The idea is that the lender can review your incomes, outgoings and all other financial items just from delving in to your account, via open banking.  ‘Big Brother’ indeed.  The aim is to speed up the financial transaction and allow institutions to access your data at the touch of a button, as well as providing more competition and innovation to financial services.

The downside is that whatever is in your bank statements, lenders must take it into account when deciding whether to lend to you, or not.  There’s no hiding and now no apparent limit on time to be reviewed.  Currently lenders tend to look at just the last 3 months bank statements, but with open banking data at their fingertips, this could be unlimited moving forward.

Not all lenders have signed up to this as yet, but it’s only a matter of time.  Therefore, be mortgage ready.  If you accounts are all over the place, tidy them up!

With this in mind and so many recent rate and criteria changes, lenders will look closely at an individual’s recent payment profile, how many recent credit searches have been incurred by financial institutions and more.  Don’t give them any excuses not to lend to you!  The more credit searches you have on your profile, over a recent amount of time, the more likely your credit score will be lower as a result.  Try and ensure there’s no missed or late payments as these will also decrease your credit score.  In short, your credit search/score are the basis on which most lenders will initially decide whether to lend to you or not.  The best rates will almost definitely go to those with the best credit scores.  

Finally, many customers forget to disclose an old student loan, or a 0% interest car HP agreement, or even the monthly payment out to a pension.   The lender sees all debts and any monthly payments must be taken into account when it comes to affordability.

So, plan ahead.  Work out your budgets, what your monthly payments are and everything that you need to disclose, before you go and see your local and independent mortgage adviser.  It’s time well spent and will stop any unnecessary delays, or possible declines, later on.

23 May 2019

Tesco Bank and Which? Mortgage Advisers gone. Yet others launch new products.


Market conditions continue to cause huge uncertainty and as such, we’ve seen some lenders pull out of the market until more stable conditions return and others completely stop lending.  The most recent being Tesco Bank.  They announced that hey have ceased all new mortgage lending and are actively looking to sell their existing mortgage portfolio, to concentrate on serving a broader range of customers in more specific areas outside of mortgages. 

Whilst this is a slight negative for the mortgage market, as their lending book amounted to over £3.7bn, others continue looking for ways in which to help attract new business.

We’ve seen some great new product additions and just in the last few days, our friends at Masthaven Bank have launched some fantastic products aimed at the Buy to Let sector.

This includes the launch of a new ‘Specialist Property’ product to cater for a wider variety of property types including:

- Multiple unit freehold
- Larger Houses of Multiple Occupation (7-10 rooms) on single or multiple Assured Shorthold Tenancy (AST) agreement
- Flats on floors 10-20
- Retirement accommodation
- Modular Housing

They’ve also launched a new ‘Specialist Landlord/Tenant’ product to cater for a wider variety of landlord and tenant types including Holiday lets, Airbnb lets, DWP/Asylum tenants and Houses of Multiple Occupation/Student accommodation (6 or fewer rooms on a single or multiple AST).  Great news. 

Further assistance for the Buy to Let sector was also launched recently by another lender who now allows for ‘Top Slicing’.  Basically, rental income is used to calculate the loan amount. If there is an excess, this may be used to assist other properties where the rental income falls short. Or if the rental income is not quite enough to reach the loan required, the customers income may be taken into account to ‘top up’.

++++++++++

- Actions to take -
• 1. Answer these questions from the mortgage lending text, one line each:
(a) How many months of bank statements do lenders currently tend to look at?
(b) What did Tesco Bank's lending book amount to?
(c) On which floors are the flats covered by the new 'Specialist Property' product?
• 2. Write the next part of the mortgage lending text, picking up after its final sentence about using the customer's income to 'top up'.

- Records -
++++++++++

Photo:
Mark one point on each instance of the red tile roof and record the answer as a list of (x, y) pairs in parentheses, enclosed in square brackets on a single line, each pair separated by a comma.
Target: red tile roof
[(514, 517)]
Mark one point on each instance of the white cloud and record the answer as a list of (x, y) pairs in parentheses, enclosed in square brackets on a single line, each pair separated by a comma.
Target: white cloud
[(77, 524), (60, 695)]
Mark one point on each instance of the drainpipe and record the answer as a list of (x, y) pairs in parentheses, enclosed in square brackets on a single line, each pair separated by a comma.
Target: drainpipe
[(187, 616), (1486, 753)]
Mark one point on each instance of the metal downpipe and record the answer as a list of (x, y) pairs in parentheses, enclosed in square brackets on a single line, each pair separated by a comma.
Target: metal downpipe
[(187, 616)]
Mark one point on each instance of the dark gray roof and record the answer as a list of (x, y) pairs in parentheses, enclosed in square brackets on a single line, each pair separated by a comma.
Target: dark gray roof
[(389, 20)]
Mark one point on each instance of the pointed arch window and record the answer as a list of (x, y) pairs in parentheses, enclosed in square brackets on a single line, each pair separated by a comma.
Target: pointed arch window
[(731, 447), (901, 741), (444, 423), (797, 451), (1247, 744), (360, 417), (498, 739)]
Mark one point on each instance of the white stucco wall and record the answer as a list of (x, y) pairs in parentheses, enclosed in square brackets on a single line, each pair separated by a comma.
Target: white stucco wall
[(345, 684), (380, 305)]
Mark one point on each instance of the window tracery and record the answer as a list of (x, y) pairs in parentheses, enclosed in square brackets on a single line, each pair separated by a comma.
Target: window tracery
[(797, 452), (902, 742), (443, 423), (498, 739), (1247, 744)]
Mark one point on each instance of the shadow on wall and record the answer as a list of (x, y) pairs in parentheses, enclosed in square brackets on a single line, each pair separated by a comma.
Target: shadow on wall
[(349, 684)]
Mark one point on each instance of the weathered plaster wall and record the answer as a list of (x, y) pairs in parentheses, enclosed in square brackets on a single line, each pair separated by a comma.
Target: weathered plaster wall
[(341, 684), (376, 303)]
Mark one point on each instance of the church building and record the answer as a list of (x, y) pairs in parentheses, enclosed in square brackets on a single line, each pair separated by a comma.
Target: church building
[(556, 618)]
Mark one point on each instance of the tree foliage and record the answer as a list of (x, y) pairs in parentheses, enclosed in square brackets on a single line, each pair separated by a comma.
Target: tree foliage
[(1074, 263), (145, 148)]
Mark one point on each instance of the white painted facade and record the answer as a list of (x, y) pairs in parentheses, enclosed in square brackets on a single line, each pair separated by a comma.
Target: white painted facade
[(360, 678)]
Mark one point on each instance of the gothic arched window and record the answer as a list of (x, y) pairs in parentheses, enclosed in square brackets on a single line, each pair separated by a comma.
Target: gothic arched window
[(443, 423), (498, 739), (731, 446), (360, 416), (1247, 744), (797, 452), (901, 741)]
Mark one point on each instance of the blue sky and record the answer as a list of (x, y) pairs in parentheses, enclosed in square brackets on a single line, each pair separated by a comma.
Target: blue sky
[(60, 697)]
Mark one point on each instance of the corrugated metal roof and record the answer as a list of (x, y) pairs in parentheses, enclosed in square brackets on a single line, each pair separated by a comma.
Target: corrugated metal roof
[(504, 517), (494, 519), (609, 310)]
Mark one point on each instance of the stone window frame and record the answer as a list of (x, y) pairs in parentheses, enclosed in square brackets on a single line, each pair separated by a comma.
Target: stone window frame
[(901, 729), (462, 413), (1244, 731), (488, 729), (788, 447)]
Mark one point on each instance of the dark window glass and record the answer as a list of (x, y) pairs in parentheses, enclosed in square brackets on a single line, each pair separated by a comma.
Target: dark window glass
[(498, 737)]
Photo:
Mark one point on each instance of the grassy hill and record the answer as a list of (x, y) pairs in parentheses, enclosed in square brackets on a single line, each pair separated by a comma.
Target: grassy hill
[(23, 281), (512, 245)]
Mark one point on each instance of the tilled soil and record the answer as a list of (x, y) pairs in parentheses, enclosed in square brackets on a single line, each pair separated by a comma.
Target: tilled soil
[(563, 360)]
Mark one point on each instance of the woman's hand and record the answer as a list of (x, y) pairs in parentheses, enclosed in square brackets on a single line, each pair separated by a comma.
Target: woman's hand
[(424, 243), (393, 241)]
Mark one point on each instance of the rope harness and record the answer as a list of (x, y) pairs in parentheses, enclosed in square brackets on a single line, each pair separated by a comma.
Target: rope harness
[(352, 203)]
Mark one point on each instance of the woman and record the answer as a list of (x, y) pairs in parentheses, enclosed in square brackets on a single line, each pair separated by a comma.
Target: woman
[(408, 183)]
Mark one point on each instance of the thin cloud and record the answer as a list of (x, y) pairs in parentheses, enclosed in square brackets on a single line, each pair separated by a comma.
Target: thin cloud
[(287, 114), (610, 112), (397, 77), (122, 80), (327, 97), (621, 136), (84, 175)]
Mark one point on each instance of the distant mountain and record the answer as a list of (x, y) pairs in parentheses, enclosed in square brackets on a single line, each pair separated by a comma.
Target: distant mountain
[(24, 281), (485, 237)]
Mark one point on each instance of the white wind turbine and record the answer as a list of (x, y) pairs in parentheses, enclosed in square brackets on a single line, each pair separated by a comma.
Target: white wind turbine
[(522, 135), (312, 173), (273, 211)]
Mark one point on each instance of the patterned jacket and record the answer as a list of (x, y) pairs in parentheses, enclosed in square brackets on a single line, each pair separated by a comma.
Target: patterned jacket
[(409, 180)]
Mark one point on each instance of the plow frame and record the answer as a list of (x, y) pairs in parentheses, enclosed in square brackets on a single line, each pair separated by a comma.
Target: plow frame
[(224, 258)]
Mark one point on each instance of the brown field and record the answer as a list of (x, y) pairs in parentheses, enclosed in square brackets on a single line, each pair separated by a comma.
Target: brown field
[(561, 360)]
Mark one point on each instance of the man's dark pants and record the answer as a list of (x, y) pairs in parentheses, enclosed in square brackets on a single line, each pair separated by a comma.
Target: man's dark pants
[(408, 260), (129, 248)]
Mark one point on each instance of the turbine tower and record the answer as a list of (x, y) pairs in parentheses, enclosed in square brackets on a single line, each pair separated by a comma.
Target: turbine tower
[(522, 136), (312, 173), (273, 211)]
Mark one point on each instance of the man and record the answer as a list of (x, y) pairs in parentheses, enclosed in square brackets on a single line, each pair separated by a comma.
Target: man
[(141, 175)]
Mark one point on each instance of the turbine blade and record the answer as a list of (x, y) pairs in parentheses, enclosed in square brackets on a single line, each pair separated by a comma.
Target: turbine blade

++++++++++

- The responses -
• 1.
(a) The last 3 months.
(b) Over £3.7bn.
(c) Floors 10-20.

• 2.
Finally, Help to Buy (HTB) schemes have also been given a boost.  We have a lender who offers free standard valuations on all HTB products available in England and Wales.  They will also consider schemes with 5% Builders incentives and allow the mortgage offer to be valid for 6 months with extensions possible.

Obviously with all the above, terms and conditions apply and it’s down to the lenders standard underwriting and affordability checks.  But these are signs that despite the uncertainty, there are active and proactive lenders looking to help all types of customers.

25 April 2019

The word to sum up these last three months is 'uncertainty'


With the first quarter of 2019 now over, we can safely say that the word to sum up these three months is uncertainty. Already we’ve seen three lenders stop lending or pull all of their products due to ‘costs of funding’ and ‘uncertain times ahead’.  This is all a bit ‘de ja vu’ compared to back in 2007/8 before the big ‘crash’.  However, this time we’re not on the verge of a global recession (hopefully) and once we know what lies ahead for Brexit, things should return to some normality, whatever that may be. 

Lenders usually want to start the new financial year with a flurry and so as expected we have seen a number of lenders launch limited edition products. These are short term offers and therefore if you are looking to secure your ‘uncertainty’ for the next three to five years, there are some great deals to be had currently.

It always surprises me how few people actually know what rate they are on, the type of mortgage, i.e., fixed rate, tracker rate, etc, and whether they are paying interest only, or capital repayment. Unsurprisingly, almost everyone knows what it costs per month to the nearest penny!  They will haggle for a £10 discount on a new washing machine or sky TV, whilst letting ‘sleeping dogs lay’ when it comes to the mortgage!

It’s very easy when the promotional rate period comes to an end to keep your mortgage with the same lender, ‘brush it under the carpet’, and deal with it ‘tomorrow’.  But we all know tomorrow never comes.  A review of what’s on offer from other lenders, especially if you’re currently on a Standard Variable Rate, or equivalent is wise. These types of rates tend to be a lot higher than what’s available in the market place.

Many lenders are offering superb remortgage opportunities with minimal costs to change, including free standard valuations and some with legal costs.  Rates are competitively low and mortgage product choice is at its highest for some time.

If there’s ever a time to review all options and give yourself a piece of certainty, now might be a good time, as after Brexit, who knows where we will be..

11 April 2019

Self Employed? Not a problem..


A large myth suggests that because you are self employed, you will find it harder to get a mortgage. 
Maybe that was so a few years ago, but not today. 

Yes, the financial crash took its toll on the self employed and quite rightly killed off the ‘self certification’ type deals (no proof of income).  But today lenders are quite happy to lend to those who are self employed and have a good track record.  The majority of lenders require two years accounts and will tend to average your last two years figures.  However, there are also some lenders who will look to assist you even if you are in your first year.  Some will also consider just last year’s figures, even if you have been self employed for longer.

Generally, the longer you’ve been self employed and the more years accounts you have, the larger number of lenders you will have who are willing to assist.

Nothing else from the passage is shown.